Les théâtres étaient remplis d'une foule applaudissant aux mimes, aux histrions : les cirques donnaient le spectacle des gladiateurs. Les arènes d'Arles, de Nîmes, d'Orange le disputaient au cirque de Titus. Autour des autels, mille victimes tombaient immolées en l'honneur des dieux. Les jeux, les pantomimes répondaient à la richesse publique : à Autun, les repas publics durèrent huit jours lors du triomphe d'Auguste. Les vêtements des citoyens n'avaient plus rien de cette simplicité primitive des antiques Gaulois ; les mœurs étaient légères comme le caractère, national[16]. Marseille, Antibes, Fréjus, les ports des Gaules, étaient remplis de marchandises venues de l'Asie. Marseille avait consacré sa vive foi pour le culte de Diane, dans un temple élevé sur les bords de la mer ; les flots venaient se briser contre ses murailles de marbre. Le luxe des Marseillais était en proverbe. Une loi d'Auguste proscrivait les sacrifices des victimes humaines que les Carthaginois avaient légués à Marseille et que les prêtres continuaient dans la forêt de chênes sur la colline sacrée (depuis consacrée à la Vierge de la Garde).

* * * * * * *

Énoncé 1: Comptez les lignes des entrées qui contiennent le mot « table », puis donnez uniquement ce nombre.
Le texte source et les entrées ont des origines distinctes.

Entrées extraites:
* * * * * * *

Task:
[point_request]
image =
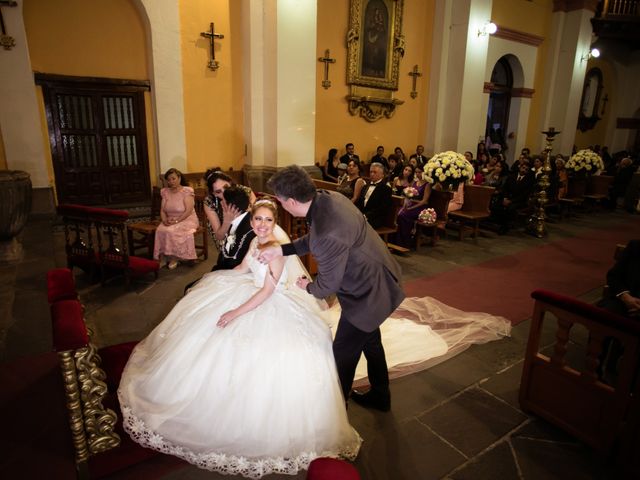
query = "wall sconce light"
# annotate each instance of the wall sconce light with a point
(593, 53)
(488, 28)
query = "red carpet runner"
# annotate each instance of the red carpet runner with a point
(501, 286)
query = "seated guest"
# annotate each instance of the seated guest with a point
(379, 157)
(495, 179)
(352, 184)
(623, 298)
(375, 199)
(400, 154)
(220, 215)
(408, 214)
(514, 197)
(457, 200)
(330, 170)
(419, 156)
(174, 236)
(395, 169)
(404, 180)
(350, 155)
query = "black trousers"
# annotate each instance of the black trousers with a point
(348, 344)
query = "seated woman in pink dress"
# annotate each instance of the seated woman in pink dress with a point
(174, 236)
(408, 214)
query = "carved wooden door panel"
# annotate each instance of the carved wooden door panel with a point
(98, 142)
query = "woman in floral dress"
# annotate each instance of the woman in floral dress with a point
(416, 200)
(174, 236)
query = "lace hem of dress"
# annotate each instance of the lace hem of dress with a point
(221, 462)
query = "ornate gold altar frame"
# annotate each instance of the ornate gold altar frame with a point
(375, 45)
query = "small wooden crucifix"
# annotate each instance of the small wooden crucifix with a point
(7, 41)
(326, 83)
(415, 74)
(211, 35)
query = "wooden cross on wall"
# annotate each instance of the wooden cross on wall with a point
(7, 41)
(211, 35)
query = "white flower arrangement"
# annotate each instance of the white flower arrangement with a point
(428, 215)
(410, 192)
(585, 160)
(448, 168)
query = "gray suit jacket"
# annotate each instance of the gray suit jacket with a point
(353, 261)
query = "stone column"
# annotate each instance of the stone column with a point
(279, 44)
(570, 41)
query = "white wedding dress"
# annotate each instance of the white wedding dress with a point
(259, 396)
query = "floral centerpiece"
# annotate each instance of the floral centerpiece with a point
(410, 192)
(449, 169)
(586, 161)
(428, 215)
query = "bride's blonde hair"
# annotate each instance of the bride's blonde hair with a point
(269, 205)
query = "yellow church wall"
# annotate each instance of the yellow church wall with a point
(335, 126)
(599, 131)
(533, 18)
(212, 100)
(3, 157)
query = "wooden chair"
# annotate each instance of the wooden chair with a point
(143, 234)
(91, 378)
(598, 188)
(574, 400)
(112, 247)
(576, 188)
(203, 245)
(477, 200)
(439, 201)
(79, 238)
(391, 224)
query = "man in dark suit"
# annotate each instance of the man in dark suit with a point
(513, 197)
(420, 158)
(354, 263)
(379, 157)
(375, 199)
(237, 239)
(350, 155)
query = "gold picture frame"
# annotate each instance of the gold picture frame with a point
(375, 43)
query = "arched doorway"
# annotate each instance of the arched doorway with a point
(499, 105)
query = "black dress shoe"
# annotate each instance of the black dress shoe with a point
(372, 399)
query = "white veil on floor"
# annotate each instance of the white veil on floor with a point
(419, 334)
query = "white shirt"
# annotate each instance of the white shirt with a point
(230, 238)
(370, 190)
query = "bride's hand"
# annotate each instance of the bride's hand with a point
(267, 254)
(226, 318)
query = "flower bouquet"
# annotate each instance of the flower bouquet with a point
(586, 161)
(410, 192)
(449, 169)
(428, 215)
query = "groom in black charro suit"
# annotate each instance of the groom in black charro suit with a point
(238, 237)
(354, 263)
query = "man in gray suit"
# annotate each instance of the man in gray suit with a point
(354, 263)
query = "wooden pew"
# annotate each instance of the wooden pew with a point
(477, 199)
(574, 399)
(439, 201)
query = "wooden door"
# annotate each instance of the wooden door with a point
(97, 132)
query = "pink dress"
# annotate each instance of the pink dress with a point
(176, 239)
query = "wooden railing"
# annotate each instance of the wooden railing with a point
(626, 8)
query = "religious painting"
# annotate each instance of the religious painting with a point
(375, 43)
(590, 100)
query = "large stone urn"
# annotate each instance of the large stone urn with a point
(15, 205)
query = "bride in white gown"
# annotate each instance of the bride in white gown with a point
(240, 376)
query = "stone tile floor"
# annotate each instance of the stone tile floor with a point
(458, 420)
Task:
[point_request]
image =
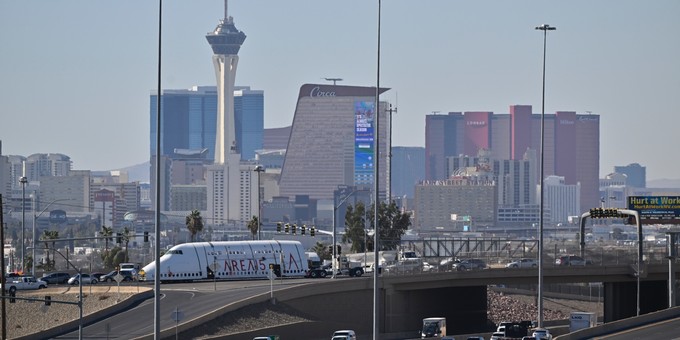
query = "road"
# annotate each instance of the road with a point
(191, 299)
(669, 329)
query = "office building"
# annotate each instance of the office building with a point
(331, 141)
(515, 178)
(562, 200)
(190, 120)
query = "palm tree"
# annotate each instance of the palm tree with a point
(322, 250)
(253, 226)
(107, 233)
(46, 236)
(194, 223)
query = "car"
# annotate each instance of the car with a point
(56, 278)
(126, 274)
(523, 263)
(469, 264)
(570, 260)
(347, 333)
(542, 333)
(85, 278)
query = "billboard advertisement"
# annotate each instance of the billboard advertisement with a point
(363, 142)
(656, 209)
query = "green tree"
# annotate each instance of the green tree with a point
(393, 225)
(253, 226)
(194, 223)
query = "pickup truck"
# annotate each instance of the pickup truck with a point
(24, 283)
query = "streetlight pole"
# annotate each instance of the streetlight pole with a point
(545, 28)
(23, 180)
(259, 169)
(35, 218)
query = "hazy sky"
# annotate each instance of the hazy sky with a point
(75, 76)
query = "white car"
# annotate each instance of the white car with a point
(523, 263)
(542, 333)
(346, 333)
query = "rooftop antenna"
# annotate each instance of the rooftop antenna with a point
(334, 80)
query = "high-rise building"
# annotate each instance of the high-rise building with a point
(515, 178)
(571, 143)
(331, 141)
(561, 199)
(190, 120)
(249, 121)
(636, 174)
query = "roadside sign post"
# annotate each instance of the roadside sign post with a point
(177, 316)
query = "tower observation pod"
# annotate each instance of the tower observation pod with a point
(225, 41)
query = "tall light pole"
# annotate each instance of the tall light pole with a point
(334, 263)
(545, 28)
(23, 180)
(376, 192)
(259, 169)
(35, 218)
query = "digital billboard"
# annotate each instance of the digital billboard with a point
(363, 142)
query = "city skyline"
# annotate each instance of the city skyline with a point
(95, 75)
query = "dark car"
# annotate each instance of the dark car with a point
(56, 278)
(469, 264)
(126, 274)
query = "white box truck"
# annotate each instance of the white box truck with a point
(581, 320)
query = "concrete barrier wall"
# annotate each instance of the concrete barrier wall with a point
(620, 325)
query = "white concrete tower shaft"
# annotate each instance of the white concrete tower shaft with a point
(225, 41)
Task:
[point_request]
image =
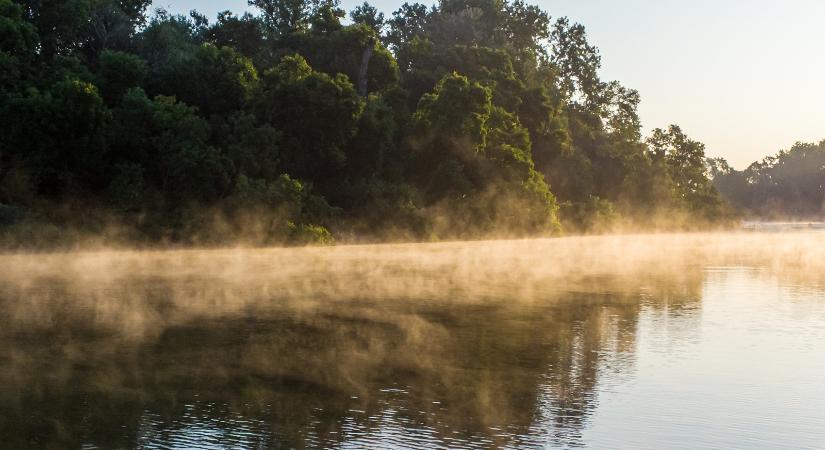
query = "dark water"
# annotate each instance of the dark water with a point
(706, 357)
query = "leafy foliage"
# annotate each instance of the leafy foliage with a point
(469, 118)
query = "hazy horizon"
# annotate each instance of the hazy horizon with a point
(757, 100)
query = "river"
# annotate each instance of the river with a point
(637, 341)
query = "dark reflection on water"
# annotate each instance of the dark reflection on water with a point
(131, 364)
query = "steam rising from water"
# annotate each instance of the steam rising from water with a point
(212, 283)
(502, 342)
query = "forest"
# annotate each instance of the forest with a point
(787, 186)
(302, 123)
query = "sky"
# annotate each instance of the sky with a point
(746, 78)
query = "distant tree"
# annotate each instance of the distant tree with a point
(368, 15)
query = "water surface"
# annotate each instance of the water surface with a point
(691, 341)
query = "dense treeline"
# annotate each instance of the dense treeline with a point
(789, 185)
(464, 119)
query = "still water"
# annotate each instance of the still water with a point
(689, 341)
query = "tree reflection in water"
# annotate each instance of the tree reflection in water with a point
(158, 357)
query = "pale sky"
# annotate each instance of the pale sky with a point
(747, 78)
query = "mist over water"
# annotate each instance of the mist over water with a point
(637, 341)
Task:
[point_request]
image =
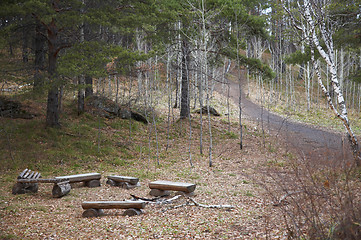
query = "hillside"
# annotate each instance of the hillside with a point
(94, 144)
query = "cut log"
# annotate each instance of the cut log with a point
(159, 193)
(126, 185)
(131, 180)
(21, 188)
(114, 204)
(61, 189)
(93, 183)
(81, 177)
(174, 186)
(41, 180)
(132, 212)
(91, 212)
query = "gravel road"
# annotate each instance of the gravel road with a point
(313, 143)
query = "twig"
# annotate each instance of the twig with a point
(284, 197)
(209, 206)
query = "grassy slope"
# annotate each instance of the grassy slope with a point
(89, 143)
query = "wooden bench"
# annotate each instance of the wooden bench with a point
(95, 209)
(123, 181)
(89, 179)
(28, 180)
(161, 188)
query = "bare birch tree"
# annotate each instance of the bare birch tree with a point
(316, 25)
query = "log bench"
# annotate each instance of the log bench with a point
(123, 181)
(162, 188)
(89, 179)
(28, 180)
(95, 209)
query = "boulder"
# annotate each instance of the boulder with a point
(212, 111)
(110, 109)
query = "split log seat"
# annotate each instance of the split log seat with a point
(95, 209)
(162, 188)
(28, 180)
(89, 179)
(123, 181)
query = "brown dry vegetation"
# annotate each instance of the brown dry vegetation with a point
(233, 180)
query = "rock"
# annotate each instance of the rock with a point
(12, 109)
(110, 109)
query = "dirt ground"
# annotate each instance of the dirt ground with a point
(234, 180)
(240, 178)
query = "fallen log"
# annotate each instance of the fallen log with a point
(174, 186)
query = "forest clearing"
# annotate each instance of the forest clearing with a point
(162, 119)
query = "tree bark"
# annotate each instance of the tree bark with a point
(185, 85)
(52, 113)
(40, 41)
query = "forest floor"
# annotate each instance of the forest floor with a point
(256, 179)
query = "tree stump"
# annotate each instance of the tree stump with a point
(61, 189)
(92, 183)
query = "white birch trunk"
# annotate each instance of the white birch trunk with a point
(329, 57)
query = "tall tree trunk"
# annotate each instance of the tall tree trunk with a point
(52, 113)
(185, 78)
(40, 41)
(89, 86)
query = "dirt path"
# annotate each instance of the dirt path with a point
(311, 142)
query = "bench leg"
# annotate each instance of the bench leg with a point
(111, 182)
(92, 212)
(61, 189)
(21, 188)
(93, 183)
(132, 212)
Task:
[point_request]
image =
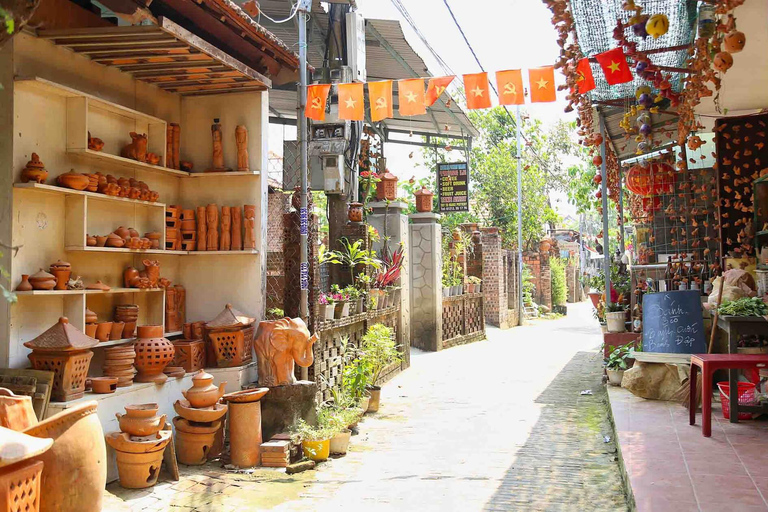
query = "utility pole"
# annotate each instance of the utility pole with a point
(305, 6)
(518, 151)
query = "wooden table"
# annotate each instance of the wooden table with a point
(708, 364)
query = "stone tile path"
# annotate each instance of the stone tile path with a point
(495, 425)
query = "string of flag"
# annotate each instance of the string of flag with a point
(414, 100)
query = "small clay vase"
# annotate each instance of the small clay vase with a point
(24, 285)
(73, 180)
(34, 171)
(203, 392)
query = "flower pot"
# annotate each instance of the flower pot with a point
(615, 377)
(373, 404)
(316, 450)
(340, 442)
(616, 321)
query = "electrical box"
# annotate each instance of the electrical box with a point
(356, 45)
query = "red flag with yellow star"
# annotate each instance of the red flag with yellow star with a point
(436, 87)
(614, 65)
(351, 103)
(542, 82)
(410, 94)
(317, 96)
(380, 96)
(477, 91)
(585, 81)
(510, 84)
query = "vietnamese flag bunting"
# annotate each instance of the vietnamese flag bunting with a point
(585, 81)
(542, 82)
(410, 94)
(614, 65)
(380, 96)
(477, 91)
(351, 102)
(436, 87)
(317, 96)
(510, 85)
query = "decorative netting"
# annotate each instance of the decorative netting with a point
(595, 21)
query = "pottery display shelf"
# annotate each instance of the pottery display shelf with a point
(78, 106)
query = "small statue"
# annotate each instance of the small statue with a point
(241, 137)
(237, 228)
(250, 226)
(212, 230)
(137, 149)
(218, 151)
(226, 227)
(278, 344)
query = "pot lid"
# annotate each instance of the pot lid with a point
(42, 274)
(230, 317)
(62, 337)
(35, 163)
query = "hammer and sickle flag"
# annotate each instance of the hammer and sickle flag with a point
(436, 87)
(510, 84)
(317, 96)
(380, 97)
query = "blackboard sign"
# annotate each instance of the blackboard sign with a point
(672, 323)
(453, 187)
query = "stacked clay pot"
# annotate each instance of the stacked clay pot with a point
(199, 432)
(153, 354)
(139, 445)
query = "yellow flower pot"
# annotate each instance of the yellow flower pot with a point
(316, 450)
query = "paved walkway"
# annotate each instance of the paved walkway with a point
(495, 425)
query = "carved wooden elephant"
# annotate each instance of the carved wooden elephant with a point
(278, 345)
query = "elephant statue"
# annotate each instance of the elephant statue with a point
(280, 343)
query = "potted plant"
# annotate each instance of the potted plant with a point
(617, 362)
(616, 317)
(378, 351)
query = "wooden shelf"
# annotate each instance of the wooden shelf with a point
(53, 189)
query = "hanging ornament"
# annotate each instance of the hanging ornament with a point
(657, 25)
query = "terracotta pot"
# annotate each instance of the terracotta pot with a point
(153, 354)
(138, 462)
(73, 180)
(194, 442)
(103, 385)
(116, 333)
(103, 330)
(140, 420)
(203, 392)
(75, 470)
(24, 285)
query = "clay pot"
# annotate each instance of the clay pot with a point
(42, 280)
(24, 285)
(153, 354)
(75, 470)
(73, 180)
(103, 330)
(137, 422)
(103, 385)
(34, 171)
(203, 392)
(194, 442)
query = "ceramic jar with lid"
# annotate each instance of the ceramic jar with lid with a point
(153, 354)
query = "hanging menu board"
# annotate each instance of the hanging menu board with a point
(672, 323)
(453, 187)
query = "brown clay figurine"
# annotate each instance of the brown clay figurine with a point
(137, 149)
(241, 138)
(34, 171)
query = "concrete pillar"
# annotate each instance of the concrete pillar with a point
(426, 282)
(391, 222)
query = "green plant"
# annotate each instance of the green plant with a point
(379, 350)
(559, 287)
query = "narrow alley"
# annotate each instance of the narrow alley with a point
(495, 425)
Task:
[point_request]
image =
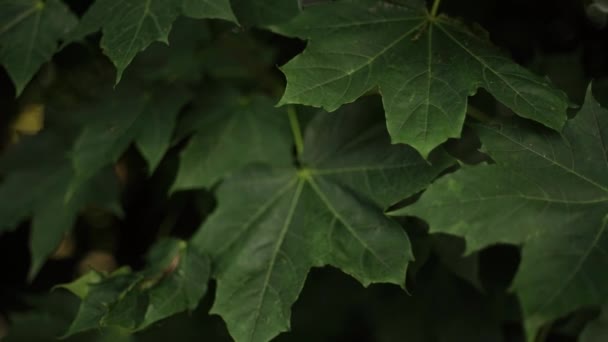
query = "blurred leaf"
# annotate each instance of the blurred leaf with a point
(596, 330)
(40, 187)
(174, 281)
(30, 31)
(264, 13)
(129, 114)
(129, 27)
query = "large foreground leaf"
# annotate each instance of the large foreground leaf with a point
(548, 192)
(131, 26)
(273, 224)
(174, 281)
(424, 67)
(30, 31)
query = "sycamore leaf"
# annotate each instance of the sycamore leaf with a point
(124, 116)
(39, 186)
(30, 31)
(424, 67)
(175, 281)
(131, 26)
(547, 192)
(230, 135)
(273, 224)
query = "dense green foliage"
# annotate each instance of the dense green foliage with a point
(386, 170)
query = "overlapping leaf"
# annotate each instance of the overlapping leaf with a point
(273, 224)
(37, 176)
(129, 114)
(30, 31)
(230, 135)
(424, 67)
(131, 26)
(174, 281)
(548, 192)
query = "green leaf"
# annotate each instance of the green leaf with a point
(219, 9)
(50, 316)
(273, 224)
(175, 281)
(131, 26)
(424, 67)
(547, 192)
(596, 330)
(30, 31)
(129, 114)
(230, 135)
(264, 13)
(182, 60)
(40, 187)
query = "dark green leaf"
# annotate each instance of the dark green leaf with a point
(131, 26)
(597, 330)
(231, 134)
(175, 281)
(547, 192)
(273, 224)
(146, 117)
(30, 31)
(264, 13)
(424, 68)
(39, 186)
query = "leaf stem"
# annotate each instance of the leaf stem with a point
(295, 129)
(435, 8)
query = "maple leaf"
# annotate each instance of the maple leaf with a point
(274, 223)
(174, 281)
(424, 66)
(30, 31)
(129, 27)
(547, 192)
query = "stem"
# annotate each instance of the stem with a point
(295, 129)
(435, 8)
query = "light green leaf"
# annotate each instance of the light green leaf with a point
(30, 31)
(273, 224)
(424, 67)
(547, 192)
(131, 26)
(232, 134)
(175, 281)
(123, 116)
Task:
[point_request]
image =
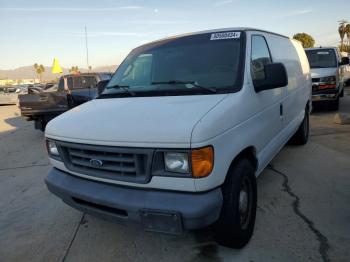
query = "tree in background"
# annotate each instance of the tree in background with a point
(39, 69)
(306, 40)
(342, 32)
(74, 70)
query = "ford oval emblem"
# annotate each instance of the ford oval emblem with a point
(96, 162)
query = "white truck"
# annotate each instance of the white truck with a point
(182, 130)
(328, 72)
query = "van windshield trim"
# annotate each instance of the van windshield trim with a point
(165, 89)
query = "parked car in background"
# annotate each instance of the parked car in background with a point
(8, 95)
(41, 105)
(328, 74)
(179, 134)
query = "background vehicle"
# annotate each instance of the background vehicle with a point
(8, 95)
(41, 105)
(181, 131)
(328, 74)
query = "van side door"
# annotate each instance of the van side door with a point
(268, 103)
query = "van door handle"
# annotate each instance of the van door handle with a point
(281, 110)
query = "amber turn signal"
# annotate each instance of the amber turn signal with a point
(202, 161)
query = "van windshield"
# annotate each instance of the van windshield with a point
(321, 58)
(196, 64)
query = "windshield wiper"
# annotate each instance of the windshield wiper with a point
(125, 88)
(175, 82)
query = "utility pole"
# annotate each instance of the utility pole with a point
(87, 50)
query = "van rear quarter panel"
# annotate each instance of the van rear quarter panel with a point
(250, 119)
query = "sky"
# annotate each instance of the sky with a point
(37, 31)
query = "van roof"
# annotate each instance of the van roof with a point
(246, 29)
(321, 47)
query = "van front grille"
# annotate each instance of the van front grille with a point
(113, 163)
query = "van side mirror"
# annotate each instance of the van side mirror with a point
(275, 76)
(344, 61)
(101, 86)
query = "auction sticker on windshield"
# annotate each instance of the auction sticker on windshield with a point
(225, 35)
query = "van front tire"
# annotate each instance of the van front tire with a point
(235, 225)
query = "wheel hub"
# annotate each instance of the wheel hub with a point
(243, 202)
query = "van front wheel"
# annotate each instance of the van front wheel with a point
(235, 226)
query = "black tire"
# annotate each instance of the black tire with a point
(334, 105)
(302, 135)
(235, 225)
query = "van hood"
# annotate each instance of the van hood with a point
(136, 121)
(323, 72)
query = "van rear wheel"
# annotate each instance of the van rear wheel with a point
(235, 225)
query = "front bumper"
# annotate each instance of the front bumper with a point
(162, 211)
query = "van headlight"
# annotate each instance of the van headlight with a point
(52, 149)
(176, 162)
(197, 163)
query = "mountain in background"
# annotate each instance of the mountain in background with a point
(28, 72)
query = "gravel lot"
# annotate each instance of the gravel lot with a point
(303, 207)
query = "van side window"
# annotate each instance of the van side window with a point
(260, 56)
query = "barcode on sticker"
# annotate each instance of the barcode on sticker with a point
(225, 35)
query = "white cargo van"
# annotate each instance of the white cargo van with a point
(182, 130)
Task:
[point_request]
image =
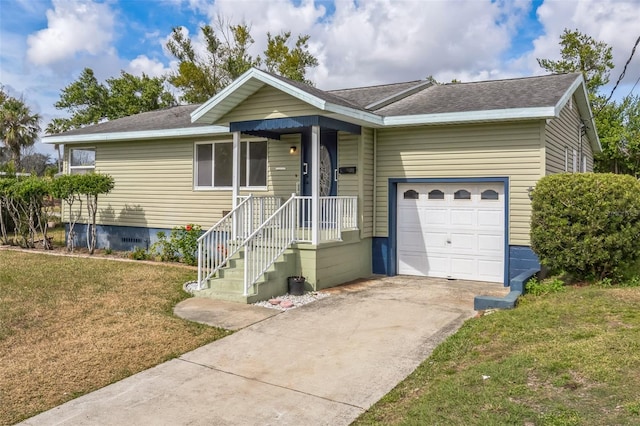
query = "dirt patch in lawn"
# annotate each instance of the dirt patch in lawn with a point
(71, 325)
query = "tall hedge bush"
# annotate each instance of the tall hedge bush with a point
(587, 225)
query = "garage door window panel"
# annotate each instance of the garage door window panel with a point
(462, 194)
(489, 194)
(411, 195)
(436, 194)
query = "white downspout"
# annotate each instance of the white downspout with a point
(235, 184)
(375, 179)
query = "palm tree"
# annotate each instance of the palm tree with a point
(19, 128)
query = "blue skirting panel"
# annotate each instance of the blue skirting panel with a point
(121, 238)
(521, 258)
(380, 256)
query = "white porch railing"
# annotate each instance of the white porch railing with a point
(268, 242)
(337, 214)
(265, 229)
(225, 238)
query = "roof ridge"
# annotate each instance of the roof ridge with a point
(531, 77)
(375, 86)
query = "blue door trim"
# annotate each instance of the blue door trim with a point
(392, 258)
(273, 127)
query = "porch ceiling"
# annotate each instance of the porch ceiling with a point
(273, 128)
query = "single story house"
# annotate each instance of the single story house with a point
(408, 178)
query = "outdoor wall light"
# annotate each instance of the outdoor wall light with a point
(530, 192)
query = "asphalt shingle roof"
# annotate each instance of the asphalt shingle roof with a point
(363, 96)
(530, 92)
(171, 118)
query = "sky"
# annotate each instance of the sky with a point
(45, 44)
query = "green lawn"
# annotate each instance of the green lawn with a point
(570, 358)
(72, 325)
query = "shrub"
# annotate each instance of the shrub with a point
(587, 225)
(540, 288)
(182, 244)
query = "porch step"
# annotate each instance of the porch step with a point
(229, 284)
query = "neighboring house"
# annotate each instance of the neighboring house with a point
(407, 178)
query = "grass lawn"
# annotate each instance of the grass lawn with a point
(570, 358)
(72, 325)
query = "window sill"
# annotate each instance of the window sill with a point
(228, 188)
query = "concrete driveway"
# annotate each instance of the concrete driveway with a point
(321, 364)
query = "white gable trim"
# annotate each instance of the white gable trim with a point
(253, 80)
(579, 89)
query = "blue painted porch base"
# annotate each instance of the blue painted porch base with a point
(121, 238)
(521, 258)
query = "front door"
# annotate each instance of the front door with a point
(328, 162)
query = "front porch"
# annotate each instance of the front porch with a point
(250, 252)
(248, 255)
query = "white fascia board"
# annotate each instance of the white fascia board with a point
(367, 117)
(568, 94)
(141, 135)
(291, 90)
(264, 78)
(579, 88)
(472, 116)
(215, 100)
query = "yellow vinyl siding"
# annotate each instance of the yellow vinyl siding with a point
(564, 132)
(348, 145)
(486, 150)
(268, 102)
(154, 182)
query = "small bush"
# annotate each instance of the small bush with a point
(548, 286)
(181, 245)
(587, 225)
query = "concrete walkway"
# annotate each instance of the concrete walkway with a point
(322, 364)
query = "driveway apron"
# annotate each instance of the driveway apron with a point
(321, 364)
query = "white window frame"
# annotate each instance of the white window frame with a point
(213, 187)
(81, 169)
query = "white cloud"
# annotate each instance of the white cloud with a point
(143, 64)
(611, 21)
(380, 41)
(73, 26)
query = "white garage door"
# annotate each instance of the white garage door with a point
(451, 230)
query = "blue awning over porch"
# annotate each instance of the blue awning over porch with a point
(273, 128)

* * * * * * *

Énoncé 2: D'après le texte source, combien de jours durèrent les repas publics à Autun lors du triomphe d'Auguste ?

Réponse complète 1: 2

Réponse complète 2: Huit jours.